[SUPPLIED RECORDS — start]

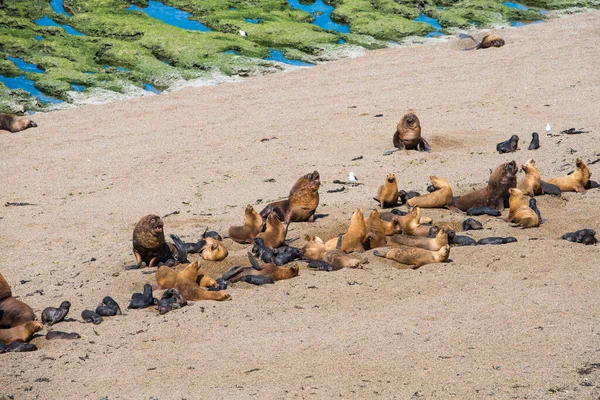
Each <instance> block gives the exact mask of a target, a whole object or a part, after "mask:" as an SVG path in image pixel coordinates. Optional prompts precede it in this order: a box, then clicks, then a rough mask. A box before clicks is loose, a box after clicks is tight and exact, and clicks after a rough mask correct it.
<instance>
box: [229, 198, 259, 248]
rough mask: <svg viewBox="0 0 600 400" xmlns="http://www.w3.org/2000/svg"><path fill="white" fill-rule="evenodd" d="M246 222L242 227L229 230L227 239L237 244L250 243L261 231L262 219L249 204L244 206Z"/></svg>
mask: <svg viewBox="0 0 600 400" xmlns="http://www.w3.org/2000/svg"><path fill="white" fill-rule="evenodd" d="M245 215H246V220H245V221H244V225H242V226H232V227H230V228H229V237H230V238H231V240H233V241H234V242H237V243H242V244H244V243H252V240H254V238H255V237H256V235H258V233H259V232H260V231H261V230H262V226H263V218H262V217H261V216H260V214H259V213H257V212H256V211H255V210H254V207H252V206H251V205H250V204H248V205H247V206H246V211H245Z"/></svg>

[SUPPLIED RECORDS — finish]

WHAT IS EXPECTED ▸ Recast every line of the records above as a JSON list of strings, one string per line, skipping blank lines and omitting the pictures.

ANSWER TO THE EXERCISE ▸
[
  "Each <instance> block gives the exact mask of a target, a whole object or a part, after \"mask:\" as an SVG path in image pixel coordinates. Optional prompts precede it in this order: a box, then clicks, then a rough mask. A box before clicks is loose, a box after clicks is tight and exact, and clicks after a rough mask correct it.",
  "<instance>",
  "box: [229, 198, 259, 248]",
  "rough mask: <svg viewBox=\"0 0 600 400\" xmlns=\"http://www.w3.org/2000/svg\"><path fill=\"white\" fill-rule=\"evenodd\" d=\"M246 222L242 227L229 230L227 239L237 244L250 243L261 231L262 219L249 204L244 206Z\"/></svg>",
  "mask: <svg viewBox=\"0 0 600 400\" xmlns=\"http://www.w3.org/2000/svg\"><path fill=\"white\" fill-rule=\"evenodd\" d=\"M245 215H246V220H245V221H244V225H242V226H232V227H230V228H229V237H230V238H231V240H233V241H234V242H237V243H242V244H244V243H252V240H254V238H255V237H256V235H258V233H259V232H260V231H261V230H262V226H263V218H262V217H261V216H260V214H259V213H257V212H256V211H255V210H254V207H252V206H251V205H250V204H248V205H247V206H246V211H245Z\"/></svg>"
]